**Task inputs:**
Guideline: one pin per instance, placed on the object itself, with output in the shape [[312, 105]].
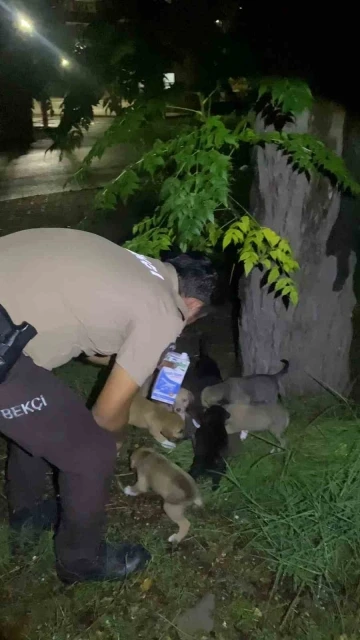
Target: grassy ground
[[278, 546]]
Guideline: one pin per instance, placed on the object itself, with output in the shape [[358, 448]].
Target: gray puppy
[[246, 418], [254, 389]]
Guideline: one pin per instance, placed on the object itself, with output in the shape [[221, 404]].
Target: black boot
[[115, 562]]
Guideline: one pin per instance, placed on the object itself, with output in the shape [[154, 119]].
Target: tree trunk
[[316, 335]]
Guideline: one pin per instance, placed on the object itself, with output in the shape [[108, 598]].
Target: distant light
[[169, 80], [24, 24]]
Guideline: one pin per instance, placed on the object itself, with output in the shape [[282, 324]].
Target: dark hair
[[197, 277]]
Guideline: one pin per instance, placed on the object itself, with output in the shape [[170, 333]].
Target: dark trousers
[[48, 425]]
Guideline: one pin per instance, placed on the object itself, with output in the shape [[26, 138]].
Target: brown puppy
[[153, 416], [244, 418], [174, 485]]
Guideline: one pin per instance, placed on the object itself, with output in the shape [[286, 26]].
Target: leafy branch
[[194, 175]]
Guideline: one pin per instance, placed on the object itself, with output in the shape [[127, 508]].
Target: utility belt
[[13, 339]]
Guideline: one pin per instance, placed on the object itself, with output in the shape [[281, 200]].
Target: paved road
[[35, 173]]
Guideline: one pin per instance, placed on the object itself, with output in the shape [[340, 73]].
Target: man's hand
[[111, 410], [100, 360]]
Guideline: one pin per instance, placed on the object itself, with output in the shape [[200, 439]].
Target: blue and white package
[[170, 378]]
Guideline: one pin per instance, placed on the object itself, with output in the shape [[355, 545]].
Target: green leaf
[[273, 275], [248, 266], [244, 223], [232, 235], [127, 184], [294, 297], [281, 283], [270, 235]]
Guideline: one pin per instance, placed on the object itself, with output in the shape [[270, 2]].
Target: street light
[[24, 24]]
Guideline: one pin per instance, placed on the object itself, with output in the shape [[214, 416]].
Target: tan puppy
[[153, 416], [174, 485], [182, 401], [244, 418]]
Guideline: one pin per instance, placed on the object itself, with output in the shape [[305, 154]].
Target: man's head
[[197, 281]]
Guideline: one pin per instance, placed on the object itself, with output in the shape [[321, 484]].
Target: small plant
[[301, 511]]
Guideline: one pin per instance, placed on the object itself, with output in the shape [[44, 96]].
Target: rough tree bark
[[316, 335]]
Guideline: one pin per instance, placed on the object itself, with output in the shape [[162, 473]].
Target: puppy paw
[[173, 538], [168, 445], [129, 491]]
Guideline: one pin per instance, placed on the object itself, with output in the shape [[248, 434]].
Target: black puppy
[[205, 373], [211, 445]]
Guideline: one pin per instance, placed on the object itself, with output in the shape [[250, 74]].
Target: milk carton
[[169, 380]]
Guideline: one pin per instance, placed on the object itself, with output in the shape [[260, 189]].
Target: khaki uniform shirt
[[84, 293]]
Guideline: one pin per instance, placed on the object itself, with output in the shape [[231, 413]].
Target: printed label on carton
[[170, 378]]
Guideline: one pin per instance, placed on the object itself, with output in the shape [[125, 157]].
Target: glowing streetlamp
[[24, 24]]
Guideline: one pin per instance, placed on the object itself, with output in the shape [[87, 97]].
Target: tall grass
[[301, 511]]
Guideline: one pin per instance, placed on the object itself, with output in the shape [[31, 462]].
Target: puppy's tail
[[285, 368], [203, 351]]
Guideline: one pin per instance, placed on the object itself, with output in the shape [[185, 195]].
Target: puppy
[[154, 417], [211, 446], [174, 485], [183, 401], [205, 373], [244, 418], [255, 389]]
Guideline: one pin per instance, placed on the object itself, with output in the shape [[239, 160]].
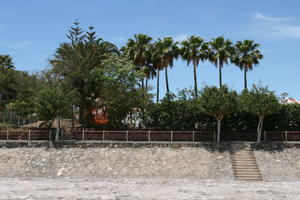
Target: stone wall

**Set task:** Turn every line of the listing above into a Markdown table with the columns "Row" and "Line", numbering each row and skipping blank lines. Leave the pictures out of the table.

**The output:**
| Row | Line |
|---|---|
| 1 | Guideline: one pin per instance, placed on the object itself, with output in the shape [[312, 105]]. |
| 2 | Target: grassy ground |
| 3 | [[278, 546]] |
| 4 | Guideline: one pin per instance, placed on the object itself, with output in the shape [[358, 448]]. |
| 5 | Target: gray puppy |
| 6 | [[246, 418], [254, 389]] |
| 7 | Guideline: one pin per instance, placed on the object itself, with output in the shape [[221, 404]]. |
| 8 | Target: black boot |
| 9 | [[115, 562]] |
| 10 | Guideline: one pin per instance, placed on the object itself, with output in the shape [[154, 119]]. |
| 11 | Target: tree trunk |
| 12 | [[316, 335]] |
| 13 | Guideline: one pin per instance, placed on the object itself, with output in the shape [[108, 598]]. |
| 14 | Target: distant light |
| 15 | [[169, 80], [24, 24]] |
| 16 | Guideline: one pin per instance, placed on the object itself, with output in the shape [[282, 324]]. |
| 17 | Target: dark hair |
| 18 | [[197, 277]] |
| 19 | Guideline: one pin per instance, placed on the object itself, with output in the shape [[170, 333]]. |
| 20 | Target: dark trousers |
| 21 | [[48, 425]] |
| 22 | Guideline: one pin per instance, placed on the object itself, with output in the shape [[26, 138]]. |
| 23 | Target: brown puppy |
| 24 | [[153, 416], [244, 418], [174, 485]] |
| 25 | Guideline: one pin per instance, placed on the object itself, with output in the shape [[286, 26]]. |
| 26 | Target: leafy branch |
| 27 | [[194, 175]] |
| 28 | Guideline: one pin per instance, placed on the object itself, with output in the shape [[127, 508]]. |
| 29 | Target: utility belt |
| 30 | [[13, 339]] |
| 31 | Guideline: one pin per instance, placed on the object itself, with output in the shape [[281, 200]]. |
| 32 | Target: paved road |
| 33 | [[35, 173]] |
| 34 | Guideline: one pin per instance, placed on the object itself, with output in the shape [[340, 73]]. |
| 35 | Target: man's hand |
| 36 | [[111, 410], [100, 360]] |
| 37 | Guideline: one pin per instance, placed on the object itself, with output in the shape [[200, 439]]. |
| 38 | Target: blue and white package |
| 39 | [[170, 378]] |
| 40 | Guideline: one pin per instance, placed on the object itself, with output in the shape [[355, 545]]. |
| 41 | Target: green leaf |
| 42 | [[273, 275], [248, 266], [244, 223], [232, 235], [127, 184], [294, 297], [281, 283], [270, 235]] |
| 43 | Guideline: one pin per instance, placed on the object itself, with output in the shape [[270, 2]]. |
| 44 | Target: street light |
| 45 | [[24, 24]] |
| 46 | Guideline: one pin per instance, placed on the object itself, with output in the shape [[214, 416]]. |
| 47 | Target: tan puppy |
| 48 | [[153, 416], [174, 485], [182, 401], [244, 418]] |
| 49 | Guideline: one pin per instance, placed on the object itself, with output in the shape [[305, 154]]. |
| 50 | Target: man's head |
| 51 | [[197, 281]] |
| 52 | Guideline: one pin per instance, placed on the object itself, with output in the shape [[321, 484]]. |
| 53 | Target: small plant |
| 54 | [[301, 511]] |
| 55 | Guideline: one pin per instance, placed on the object itself, with output in the shape [[44, 96]]. |
| 56 | Target: rough tree bark |
| 57 | [[316, 335]] |
| 58 | Guideline: one pin per instance, placed on the object itself, with output in the shape [[162, 473]]. |
| 59 | Target: puppy paw |
| 60 | [[173, 538], [168, 445], [129, 491]] |
| 61 | Guideline: one pin per instance, placed on the object itself, with output in the shape [[248, 434]]. |
| 62 | Target: black puppy |
| 63 | [[205, 373], [211, 445]] |
| 64 | Guideline: one pin per instance, placed on the object itself, with output in the shape [[250, 74]]. |
| 65 | Target: milk carton |
| 66 | [[169, 380]] |
| 67 | Guideline: one pin per instance, placed on the object itself, with output in the shape [[260, 189]]. |
| 68 | Target: khaki uniform shirt |
| 69 | [[84, 293]] |
| 70 | Guideline: one pin per instance, placed on the object itself, with output in the shape [[231, 413]]. |
| 71 | Target: printed label on carton |
| 72 | [[170, 378]] |
| 73 | Guideline: one pin per instance, placed on the object itself, with output in the shape [[125, 157]]. |
| 74 | Target: glowing streetlamp |
| 75 | [[24, 24]] |
| 76 | Guideline: one pin per instance, placed on the object itself, with output in the shape [[87, 97]]. |
| 77 | Target: tall grass |
| 78 | [[301, 511]] |
| 79 | Guideline: one pin per instance, placed on the object itself, with output in the shape [[31, 462]]. |
| 80 | Target: puppy's tail |
| 81 | [[285, 368], [203, 351]] |
| 82 | Guideline: one pin per instance, placed on the object itself, with output in the shape [[185, 195]]. |
| 83 | Target: puppy |
| 84 | [[154, 417], [211, 446], [174, 485], [183, 401], [205, 373], [244, 418], [255, 389]] |
| 85 | Guideline: one pin per instance, placed on the object itself, with output in the shape [[239, 160]]. |
| 86 | Target: stone wall |